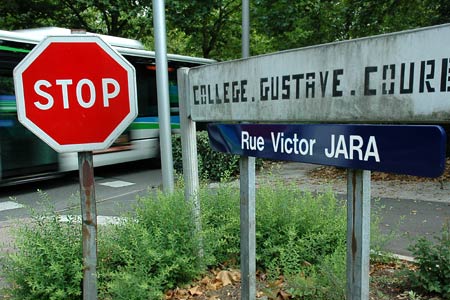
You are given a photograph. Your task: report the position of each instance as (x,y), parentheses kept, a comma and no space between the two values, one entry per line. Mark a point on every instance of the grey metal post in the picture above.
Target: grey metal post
(247,194)
(189,148)
(248,228)
(358,234)
(89,224)
(245,28)
(162,81)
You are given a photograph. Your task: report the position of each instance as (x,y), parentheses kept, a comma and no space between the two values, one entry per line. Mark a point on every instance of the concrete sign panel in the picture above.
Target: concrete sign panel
(401,77)
(406,149)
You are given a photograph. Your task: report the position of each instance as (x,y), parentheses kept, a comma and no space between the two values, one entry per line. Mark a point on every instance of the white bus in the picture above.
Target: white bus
-=-=-=-=-
[Short exercise] Give the lines above as a Markdown table with the columns Row and Line, numbering each row. Leave out blank lines and the picture.

[Solution to the exercise]
| Row | Line |
|---|---|
| 1 | You are given a photograph. Your task: report the position of each instance as (x,y), parentheses kept, a comma and no space between the two values, one entry per line. Mark a point on every instance of the grey metal post in the picture above. |
| 2 | Target: grey metal post |
| 3 | (247,194) |
| 4 | (189,148) |
| 5 | (248,228) |
| 6 | (358,234) |
| 7 | (89,224) |
| 8 | (245,28) |
| 9 | (162,81) |
| 10 | You are given a photograph. Your task: report the position of each instance as (x,y), parentheses kept, a comma and no space between the two values, one entry per line. Mark a point on every instance of the concrete sign panel in the picture above. |
| 11 | Target: concrete sign panel |
| 12 | (401,77) |
| 13 | (406,149) |
| 14 | You are given a photograph. Your task: report the position of each instance as (x,y), parentheses kept, a comma and no space between the two values, one entry per line. Mark a point on every instance of the white bus in the picture above. |
| 15 | Target: white bus |